Put each line of the material, from its first line up to and including the line containing "277 267 L 296", into a numbered list, leaving out any blank lines.

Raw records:
....

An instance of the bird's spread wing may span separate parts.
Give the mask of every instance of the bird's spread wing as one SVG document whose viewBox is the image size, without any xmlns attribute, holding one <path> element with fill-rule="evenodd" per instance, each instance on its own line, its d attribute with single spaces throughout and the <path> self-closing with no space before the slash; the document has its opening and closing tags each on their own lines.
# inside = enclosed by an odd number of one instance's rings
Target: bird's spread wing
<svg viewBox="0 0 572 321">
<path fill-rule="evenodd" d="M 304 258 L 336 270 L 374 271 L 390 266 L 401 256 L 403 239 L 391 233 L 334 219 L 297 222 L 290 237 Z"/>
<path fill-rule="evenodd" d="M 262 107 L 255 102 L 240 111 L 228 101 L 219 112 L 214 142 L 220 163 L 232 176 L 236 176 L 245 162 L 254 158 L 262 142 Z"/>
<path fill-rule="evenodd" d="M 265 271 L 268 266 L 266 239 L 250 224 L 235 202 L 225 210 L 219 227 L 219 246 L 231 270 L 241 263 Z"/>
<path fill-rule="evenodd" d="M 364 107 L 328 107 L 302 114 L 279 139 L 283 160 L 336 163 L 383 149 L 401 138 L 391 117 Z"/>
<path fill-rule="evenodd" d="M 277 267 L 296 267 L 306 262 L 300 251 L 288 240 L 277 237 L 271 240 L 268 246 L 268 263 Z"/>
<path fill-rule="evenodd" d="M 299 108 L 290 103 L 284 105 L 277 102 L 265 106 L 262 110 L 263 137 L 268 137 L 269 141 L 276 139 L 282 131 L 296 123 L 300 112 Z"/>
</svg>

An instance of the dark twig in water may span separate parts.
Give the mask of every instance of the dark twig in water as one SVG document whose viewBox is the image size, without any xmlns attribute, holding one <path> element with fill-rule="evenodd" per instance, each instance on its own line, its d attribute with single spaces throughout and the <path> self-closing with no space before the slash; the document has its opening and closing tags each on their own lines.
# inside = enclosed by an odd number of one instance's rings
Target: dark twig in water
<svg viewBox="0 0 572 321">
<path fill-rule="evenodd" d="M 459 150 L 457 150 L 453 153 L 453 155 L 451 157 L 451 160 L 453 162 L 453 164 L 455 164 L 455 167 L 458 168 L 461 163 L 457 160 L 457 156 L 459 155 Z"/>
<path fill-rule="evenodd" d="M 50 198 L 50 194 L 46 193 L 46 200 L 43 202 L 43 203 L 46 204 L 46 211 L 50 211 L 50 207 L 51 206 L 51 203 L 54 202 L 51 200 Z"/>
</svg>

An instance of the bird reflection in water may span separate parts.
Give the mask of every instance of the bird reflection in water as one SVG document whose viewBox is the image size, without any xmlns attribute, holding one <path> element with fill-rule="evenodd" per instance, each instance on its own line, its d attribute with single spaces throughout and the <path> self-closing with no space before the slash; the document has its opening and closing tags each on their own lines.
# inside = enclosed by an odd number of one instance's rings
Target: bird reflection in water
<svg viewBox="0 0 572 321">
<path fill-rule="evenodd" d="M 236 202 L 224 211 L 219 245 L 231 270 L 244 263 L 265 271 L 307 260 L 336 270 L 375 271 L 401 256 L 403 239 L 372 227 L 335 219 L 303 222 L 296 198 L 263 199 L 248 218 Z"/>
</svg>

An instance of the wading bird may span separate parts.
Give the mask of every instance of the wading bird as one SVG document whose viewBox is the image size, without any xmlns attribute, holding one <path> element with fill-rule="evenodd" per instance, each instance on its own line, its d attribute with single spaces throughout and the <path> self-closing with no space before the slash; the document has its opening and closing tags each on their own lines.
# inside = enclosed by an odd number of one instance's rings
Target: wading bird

....

TASK RESULT |
1. An instance of the bird's spread wing may span separate parts.
2. Give the mask of every instance of the bird's spread wing as one SVG document whose viewBox is the image size, without any xmlns attribute, holding one <path> element with fill-rule="evenodd" per instance, each instance on its own line, its d attribute with single spaces throughout and the <path> self-closing with no space before the slash; the document has its opening and closing tags each on their own lines.
3. # inside = enclosed by an odd number of one instance's rings
4. Target: bird's spread wing
5. <svg viewBox="0 0 572 321">
6. <path fill-rule="evenodd" d="M 304 258 L 336 270 L 374 271 L 390 266 L 401 256 L 403 239 L 391 233 L 334 219 L 297 222 L 290 237 Z"/>
7. <path fill-rule="evenodd" d="M 262 107 L 255 102 L 240 111 L 228 101 L 219 112 L 214 142 L 220 163 L 232 176 L 236 176 L 245 162 L 254 158 L 262 142 Z"/>
8. <path fill-rule="evenodd" d="M 265 271 L 268 266 L 266 239 L 250 224 L 235 202 L 225 210 L 219 227 L 219 246 L 231 270 L 241 263 Z"/>
9. <path fill-rule="evenodd" d="M 364 107 L 328 107 L 302 114 L 279 139 L 283 160 L 336 163 L 383 149 L 401 138 L 391 117 Z"/>
10. <path fill-rule="evenodd" d="M 277 267 L 296 267 L 306 262 L 300 251 L 288 240 L 277 237 L 271 240 L 268 246 L 268 263 Z"/>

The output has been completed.